Object location annotation data:
------------------------------------------------------------

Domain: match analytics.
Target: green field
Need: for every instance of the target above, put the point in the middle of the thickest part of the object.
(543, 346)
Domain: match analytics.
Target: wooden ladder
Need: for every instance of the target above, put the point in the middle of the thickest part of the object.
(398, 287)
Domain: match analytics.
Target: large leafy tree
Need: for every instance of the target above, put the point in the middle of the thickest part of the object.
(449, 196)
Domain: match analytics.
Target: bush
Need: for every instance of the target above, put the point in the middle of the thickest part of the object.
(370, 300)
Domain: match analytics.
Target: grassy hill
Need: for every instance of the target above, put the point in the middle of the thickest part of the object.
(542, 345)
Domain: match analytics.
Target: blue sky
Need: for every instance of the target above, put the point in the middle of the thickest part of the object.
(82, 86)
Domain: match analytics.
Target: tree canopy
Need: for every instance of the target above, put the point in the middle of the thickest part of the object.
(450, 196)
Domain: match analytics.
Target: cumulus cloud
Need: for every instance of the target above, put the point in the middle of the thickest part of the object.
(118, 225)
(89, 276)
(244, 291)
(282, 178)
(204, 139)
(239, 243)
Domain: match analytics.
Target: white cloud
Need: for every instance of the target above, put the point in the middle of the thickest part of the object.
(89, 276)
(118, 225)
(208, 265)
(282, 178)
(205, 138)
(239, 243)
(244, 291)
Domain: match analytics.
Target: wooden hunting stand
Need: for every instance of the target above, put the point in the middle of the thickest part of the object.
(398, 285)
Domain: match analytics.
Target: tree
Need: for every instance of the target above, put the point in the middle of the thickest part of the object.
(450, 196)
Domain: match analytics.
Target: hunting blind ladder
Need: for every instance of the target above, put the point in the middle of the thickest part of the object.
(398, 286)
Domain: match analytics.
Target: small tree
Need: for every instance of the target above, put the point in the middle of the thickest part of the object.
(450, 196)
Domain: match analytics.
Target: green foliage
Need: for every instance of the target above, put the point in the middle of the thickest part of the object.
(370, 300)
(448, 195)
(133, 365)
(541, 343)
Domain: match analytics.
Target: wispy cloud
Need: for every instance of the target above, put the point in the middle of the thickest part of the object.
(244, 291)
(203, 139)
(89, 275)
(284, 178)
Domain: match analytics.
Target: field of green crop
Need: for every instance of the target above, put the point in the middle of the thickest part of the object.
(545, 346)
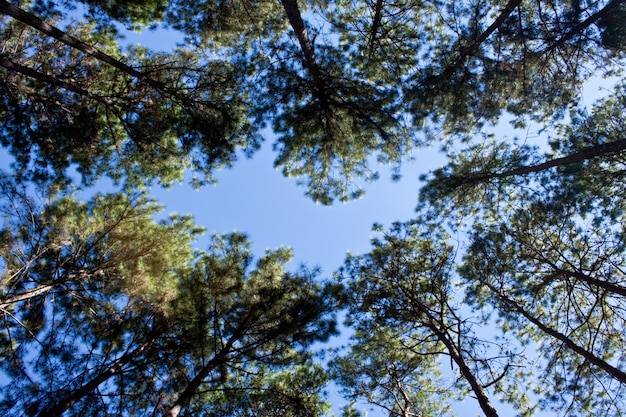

------------------------------------------------------------

▶ **Exercise instructions**
Locate each line of the material above that contains the string "cloud", matching case exactly, and copy those lines out in full.

▶ **Answer to this problem**
Target: cumulus cloud
Target: white cloud
Target: wispy cloud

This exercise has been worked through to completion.